[Saved entries]

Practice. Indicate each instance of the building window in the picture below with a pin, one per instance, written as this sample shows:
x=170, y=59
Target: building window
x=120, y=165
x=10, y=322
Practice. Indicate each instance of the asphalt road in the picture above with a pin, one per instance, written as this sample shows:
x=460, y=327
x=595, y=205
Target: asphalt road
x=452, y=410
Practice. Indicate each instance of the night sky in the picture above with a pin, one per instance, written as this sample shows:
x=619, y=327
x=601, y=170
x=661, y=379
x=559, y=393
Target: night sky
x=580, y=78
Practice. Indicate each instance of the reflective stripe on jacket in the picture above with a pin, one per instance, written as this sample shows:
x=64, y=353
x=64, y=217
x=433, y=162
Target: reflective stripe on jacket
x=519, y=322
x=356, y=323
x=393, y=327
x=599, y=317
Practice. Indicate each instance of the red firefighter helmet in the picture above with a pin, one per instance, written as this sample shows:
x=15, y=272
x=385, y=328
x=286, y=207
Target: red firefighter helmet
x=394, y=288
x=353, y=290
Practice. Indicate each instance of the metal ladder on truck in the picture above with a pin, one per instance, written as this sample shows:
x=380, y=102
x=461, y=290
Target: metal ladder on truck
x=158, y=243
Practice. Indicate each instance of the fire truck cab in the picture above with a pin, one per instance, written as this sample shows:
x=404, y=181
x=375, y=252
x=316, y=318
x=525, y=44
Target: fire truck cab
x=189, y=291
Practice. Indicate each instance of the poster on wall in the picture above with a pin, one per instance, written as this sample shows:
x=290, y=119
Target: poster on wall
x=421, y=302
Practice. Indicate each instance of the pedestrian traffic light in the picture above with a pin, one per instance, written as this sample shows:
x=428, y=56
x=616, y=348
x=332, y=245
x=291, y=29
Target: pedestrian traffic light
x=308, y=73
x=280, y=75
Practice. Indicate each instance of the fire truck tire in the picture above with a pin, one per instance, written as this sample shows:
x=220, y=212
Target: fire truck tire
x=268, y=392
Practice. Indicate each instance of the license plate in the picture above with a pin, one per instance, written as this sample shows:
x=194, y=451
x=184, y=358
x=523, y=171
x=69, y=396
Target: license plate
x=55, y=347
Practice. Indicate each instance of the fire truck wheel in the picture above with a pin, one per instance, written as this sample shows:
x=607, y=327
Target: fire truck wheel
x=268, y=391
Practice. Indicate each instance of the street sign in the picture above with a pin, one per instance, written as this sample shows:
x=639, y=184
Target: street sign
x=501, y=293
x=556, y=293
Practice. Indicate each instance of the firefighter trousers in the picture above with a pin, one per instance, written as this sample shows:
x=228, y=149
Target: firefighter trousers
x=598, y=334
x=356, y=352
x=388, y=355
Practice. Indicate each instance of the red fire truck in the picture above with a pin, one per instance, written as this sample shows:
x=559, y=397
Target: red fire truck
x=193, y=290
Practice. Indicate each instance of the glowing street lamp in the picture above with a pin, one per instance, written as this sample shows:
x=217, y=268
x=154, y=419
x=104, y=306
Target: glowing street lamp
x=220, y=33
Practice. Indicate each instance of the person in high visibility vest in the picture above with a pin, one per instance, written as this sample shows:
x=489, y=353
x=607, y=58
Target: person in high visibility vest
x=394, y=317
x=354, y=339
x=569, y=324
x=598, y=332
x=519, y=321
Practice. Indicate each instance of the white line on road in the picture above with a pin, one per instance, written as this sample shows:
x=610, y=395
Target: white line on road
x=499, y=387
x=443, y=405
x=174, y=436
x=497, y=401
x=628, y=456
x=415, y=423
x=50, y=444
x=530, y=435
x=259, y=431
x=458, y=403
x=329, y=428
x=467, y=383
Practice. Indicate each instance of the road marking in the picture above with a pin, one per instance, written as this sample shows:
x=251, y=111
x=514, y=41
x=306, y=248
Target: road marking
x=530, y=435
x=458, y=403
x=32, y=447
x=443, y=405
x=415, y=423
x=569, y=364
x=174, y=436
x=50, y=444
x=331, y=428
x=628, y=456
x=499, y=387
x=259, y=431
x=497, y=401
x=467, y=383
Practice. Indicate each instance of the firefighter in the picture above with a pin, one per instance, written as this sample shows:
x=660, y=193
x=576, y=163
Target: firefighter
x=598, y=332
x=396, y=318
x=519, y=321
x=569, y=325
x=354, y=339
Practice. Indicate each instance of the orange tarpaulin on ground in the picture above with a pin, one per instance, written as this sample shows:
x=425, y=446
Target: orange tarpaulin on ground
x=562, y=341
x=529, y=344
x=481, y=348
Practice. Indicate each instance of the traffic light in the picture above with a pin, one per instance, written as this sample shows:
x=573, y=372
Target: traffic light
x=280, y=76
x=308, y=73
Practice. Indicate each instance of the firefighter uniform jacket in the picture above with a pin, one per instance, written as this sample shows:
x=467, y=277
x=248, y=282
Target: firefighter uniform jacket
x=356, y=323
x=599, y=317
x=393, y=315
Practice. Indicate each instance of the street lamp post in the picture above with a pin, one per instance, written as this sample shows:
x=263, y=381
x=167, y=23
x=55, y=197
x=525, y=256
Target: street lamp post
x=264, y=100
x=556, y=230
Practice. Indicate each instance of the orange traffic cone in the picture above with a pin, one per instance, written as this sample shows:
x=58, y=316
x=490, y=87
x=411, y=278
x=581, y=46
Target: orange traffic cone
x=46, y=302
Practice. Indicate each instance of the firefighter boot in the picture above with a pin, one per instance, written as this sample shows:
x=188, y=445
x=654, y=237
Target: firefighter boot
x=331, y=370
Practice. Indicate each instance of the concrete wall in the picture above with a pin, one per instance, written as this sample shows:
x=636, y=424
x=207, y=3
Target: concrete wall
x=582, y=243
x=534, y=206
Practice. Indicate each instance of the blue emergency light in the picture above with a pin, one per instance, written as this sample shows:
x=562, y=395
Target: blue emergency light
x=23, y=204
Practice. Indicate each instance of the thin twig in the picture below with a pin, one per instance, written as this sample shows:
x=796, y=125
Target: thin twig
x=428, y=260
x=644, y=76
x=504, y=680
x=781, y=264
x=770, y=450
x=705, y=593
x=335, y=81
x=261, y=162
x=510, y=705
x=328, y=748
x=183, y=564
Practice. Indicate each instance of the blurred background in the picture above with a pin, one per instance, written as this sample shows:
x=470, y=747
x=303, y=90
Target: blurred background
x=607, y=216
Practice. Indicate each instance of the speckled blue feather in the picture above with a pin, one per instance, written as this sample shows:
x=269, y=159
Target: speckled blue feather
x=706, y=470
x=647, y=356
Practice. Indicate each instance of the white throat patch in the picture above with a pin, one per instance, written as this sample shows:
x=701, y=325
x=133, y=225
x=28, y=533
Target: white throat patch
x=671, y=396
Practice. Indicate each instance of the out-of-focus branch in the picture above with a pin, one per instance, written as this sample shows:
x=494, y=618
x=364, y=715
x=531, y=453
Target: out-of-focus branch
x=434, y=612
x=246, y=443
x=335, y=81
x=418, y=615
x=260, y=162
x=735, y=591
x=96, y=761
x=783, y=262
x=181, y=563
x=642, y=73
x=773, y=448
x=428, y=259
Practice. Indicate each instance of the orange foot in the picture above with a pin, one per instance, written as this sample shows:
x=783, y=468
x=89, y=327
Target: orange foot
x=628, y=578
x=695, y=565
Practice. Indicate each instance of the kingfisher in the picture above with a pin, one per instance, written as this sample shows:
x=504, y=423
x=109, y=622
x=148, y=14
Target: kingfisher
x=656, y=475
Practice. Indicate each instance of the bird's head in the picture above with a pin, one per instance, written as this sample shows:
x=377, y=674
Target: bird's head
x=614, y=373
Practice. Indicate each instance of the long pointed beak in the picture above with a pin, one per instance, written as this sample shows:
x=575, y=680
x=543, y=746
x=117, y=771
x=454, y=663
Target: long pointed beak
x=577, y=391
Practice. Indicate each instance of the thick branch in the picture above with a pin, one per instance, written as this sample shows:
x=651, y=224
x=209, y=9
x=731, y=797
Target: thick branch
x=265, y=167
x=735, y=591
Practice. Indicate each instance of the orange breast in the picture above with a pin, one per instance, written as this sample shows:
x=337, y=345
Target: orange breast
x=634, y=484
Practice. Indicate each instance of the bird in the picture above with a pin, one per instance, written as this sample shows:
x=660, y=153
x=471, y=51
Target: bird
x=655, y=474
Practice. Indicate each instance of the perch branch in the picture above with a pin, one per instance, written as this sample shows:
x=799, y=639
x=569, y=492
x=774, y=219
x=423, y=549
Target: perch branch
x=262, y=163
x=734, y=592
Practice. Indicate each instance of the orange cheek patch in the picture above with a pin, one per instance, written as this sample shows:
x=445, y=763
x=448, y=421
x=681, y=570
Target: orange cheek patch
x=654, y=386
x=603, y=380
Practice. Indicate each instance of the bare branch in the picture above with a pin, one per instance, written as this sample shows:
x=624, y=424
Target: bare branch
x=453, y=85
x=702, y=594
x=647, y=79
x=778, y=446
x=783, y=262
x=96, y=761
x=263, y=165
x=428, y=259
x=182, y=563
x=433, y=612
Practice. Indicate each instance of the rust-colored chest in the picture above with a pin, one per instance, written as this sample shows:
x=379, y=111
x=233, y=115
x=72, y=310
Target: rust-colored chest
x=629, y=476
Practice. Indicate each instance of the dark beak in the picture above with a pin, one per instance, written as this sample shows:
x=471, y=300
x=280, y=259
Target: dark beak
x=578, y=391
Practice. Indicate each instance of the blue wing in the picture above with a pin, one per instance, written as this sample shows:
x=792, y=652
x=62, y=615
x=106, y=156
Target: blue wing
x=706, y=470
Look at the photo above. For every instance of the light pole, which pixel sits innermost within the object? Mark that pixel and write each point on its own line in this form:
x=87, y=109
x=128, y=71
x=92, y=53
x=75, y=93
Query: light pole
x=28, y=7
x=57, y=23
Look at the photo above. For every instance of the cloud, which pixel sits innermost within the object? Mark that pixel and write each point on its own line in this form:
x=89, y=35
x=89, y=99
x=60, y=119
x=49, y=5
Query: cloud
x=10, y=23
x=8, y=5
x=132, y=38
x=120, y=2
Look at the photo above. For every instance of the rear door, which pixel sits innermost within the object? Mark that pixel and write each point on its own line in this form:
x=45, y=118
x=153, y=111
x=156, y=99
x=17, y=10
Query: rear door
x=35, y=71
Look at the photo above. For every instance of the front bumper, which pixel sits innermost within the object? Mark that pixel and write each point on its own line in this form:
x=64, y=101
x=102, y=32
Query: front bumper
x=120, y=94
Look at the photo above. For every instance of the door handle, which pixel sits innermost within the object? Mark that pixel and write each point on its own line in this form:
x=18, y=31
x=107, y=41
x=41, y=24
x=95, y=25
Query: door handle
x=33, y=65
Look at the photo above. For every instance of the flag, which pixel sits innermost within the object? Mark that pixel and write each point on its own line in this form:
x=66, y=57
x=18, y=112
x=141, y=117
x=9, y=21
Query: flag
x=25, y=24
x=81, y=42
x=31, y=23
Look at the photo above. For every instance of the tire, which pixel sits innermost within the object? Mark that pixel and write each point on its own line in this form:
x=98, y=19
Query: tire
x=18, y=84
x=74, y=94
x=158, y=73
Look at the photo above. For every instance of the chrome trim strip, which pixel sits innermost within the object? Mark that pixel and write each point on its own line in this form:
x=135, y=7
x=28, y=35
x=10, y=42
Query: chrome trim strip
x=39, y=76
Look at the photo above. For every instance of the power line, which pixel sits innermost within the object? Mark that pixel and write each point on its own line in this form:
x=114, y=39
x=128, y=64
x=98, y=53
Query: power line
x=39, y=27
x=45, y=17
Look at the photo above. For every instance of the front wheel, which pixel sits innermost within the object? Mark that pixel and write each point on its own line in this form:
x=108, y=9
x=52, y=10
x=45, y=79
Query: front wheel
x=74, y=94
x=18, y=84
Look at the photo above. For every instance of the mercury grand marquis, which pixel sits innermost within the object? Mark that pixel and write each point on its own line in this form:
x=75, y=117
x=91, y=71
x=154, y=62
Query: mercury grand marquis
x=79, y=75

* **WHAT THE TASK REQUIRES**
Only the lines that contain the string "below" are to be copied from the records.

* **YOUR SOLUTION**
Practice. Indicate each instance of the building window in the picture below with a pin, one per instance, written as this sample shows:
Practice. Indicate each instance of the thin twig in the picture below with a pin, one per instance, written as this sample shows:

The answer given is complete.